§ **ACTIVITY**
Faithfully repeat each entry below, minus the pictures.

· · · · · · ·

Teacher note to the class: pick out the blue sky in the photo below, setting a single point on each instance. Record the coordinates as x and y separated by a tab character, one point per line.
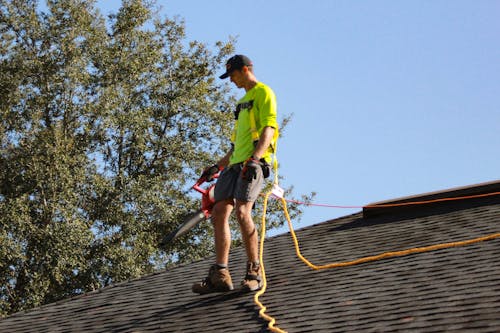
389	98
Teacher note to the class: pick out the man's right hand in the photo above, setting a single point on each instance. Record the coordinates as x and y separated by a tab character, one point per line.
209	172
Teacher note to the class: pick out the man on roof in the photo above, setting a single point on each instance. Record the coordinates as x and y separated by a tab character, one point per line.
244	168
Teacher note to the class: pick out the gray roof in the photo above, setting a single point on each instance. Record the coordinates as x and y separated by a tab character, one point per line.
449	290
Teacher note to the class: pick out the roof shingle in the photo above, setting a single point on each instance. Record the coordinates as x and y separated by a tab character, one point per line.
450	290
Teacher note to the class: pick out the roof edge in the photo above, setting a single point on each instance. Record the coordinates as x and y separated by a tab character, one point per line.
371	210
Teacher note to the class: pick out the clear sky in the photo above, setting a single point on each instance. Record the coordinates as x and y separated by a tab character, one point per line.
389	98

· · · · · · ·

§ **OUTPUT**
Teacher note to the class: pick out the blue sky in the photo below, setting a single point on each instance. Record the coordinates as x and y separated by a tab character, one point per line.
389	98
Teacher note to the class: pick out the man's right hand in the photo above, setting a single point on each instance. Record the coordinates as x and y separated by a tab character, one point per line.
209	172
Teacher note to the class: pick out the man on roof in the photo above, setting a single point on each instance. Record the coordinates as x and y separated by a tab character, one point per line.
244	168
Teacher note to the class: pick out the gray roof in the photo above, setting a single point on each instance. Record the coordinates as x and y separated by a tab character, one point per line.
449	290
Teacher note to the class: pick out the roof shingle in the photo above, setting a single point on each instance. Record the coordinates as x and y separated by a tab character, one point per line.
450	290
Teacher note to the class: pick out the roof edge in the photo above, setting a single point on each instance. Record the coordinates as x and y separated by a tab character, one point per line.
371	210
Teacher note to the class: pick out the clear sky in the photo above, setting a single point on each instance. Record the coordinates as x and y separated by a tab character, one point per line.
389	98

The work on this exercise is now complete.